■ **Description of the task**
Identify each line in the records below that contains the string "space", treating uppercase and lowercase letters as distinct, and copy every such line.

■ **Dataset entries**
====

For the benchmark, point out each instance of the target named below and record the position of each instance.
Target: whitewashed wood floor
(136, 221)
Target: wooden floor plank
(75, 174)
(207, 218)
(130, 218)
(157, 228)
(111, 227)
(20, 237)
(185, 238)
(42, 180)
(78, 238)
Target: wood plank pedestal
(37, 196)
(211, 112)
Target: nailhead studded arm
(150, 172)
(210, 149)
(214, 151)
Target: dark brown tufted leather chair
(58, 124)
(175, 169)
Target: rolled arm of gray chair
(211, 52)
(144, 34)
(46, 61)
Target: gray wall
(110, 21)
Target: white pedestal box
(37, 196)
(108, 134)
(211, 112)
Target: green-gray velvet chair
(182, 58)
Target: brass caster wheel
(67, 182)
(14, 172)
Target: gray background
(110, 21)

====

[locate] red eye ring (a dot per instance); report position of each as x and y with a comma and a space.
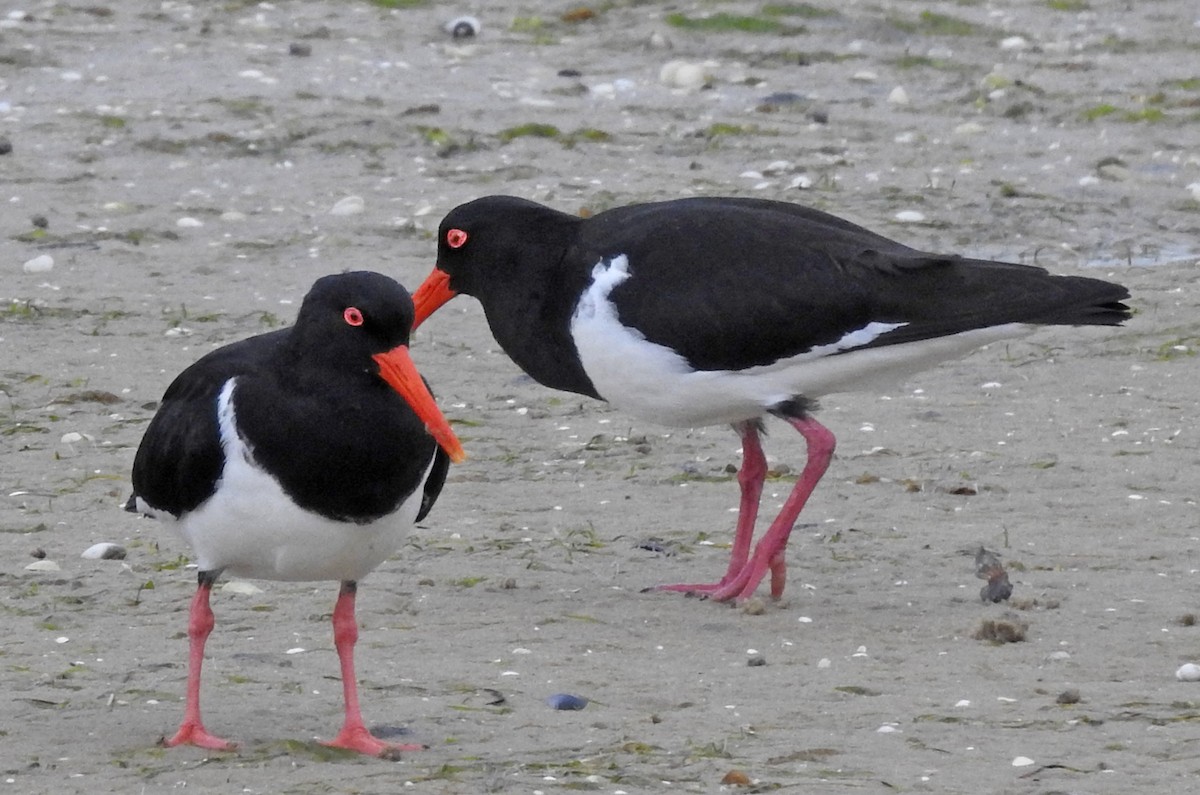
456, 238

====

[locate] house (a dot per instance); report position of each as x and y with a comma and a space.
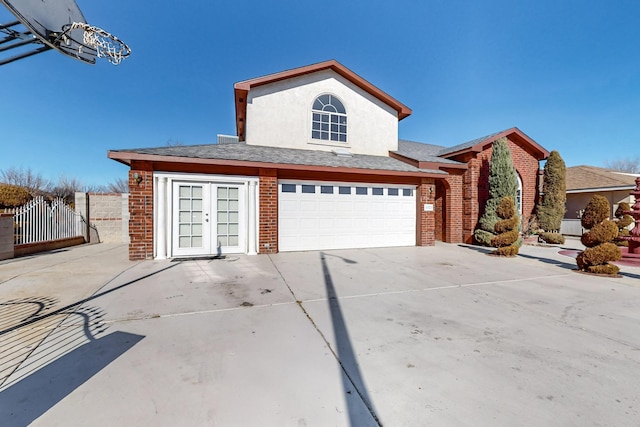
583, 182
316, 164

====

■ **Completed exercise**
[locate] red eye ring (a dot per instance); report position of each as x and y with a comma and a space.
[locate] house (a dot per instance); report position of each as x and y with a comma and a space.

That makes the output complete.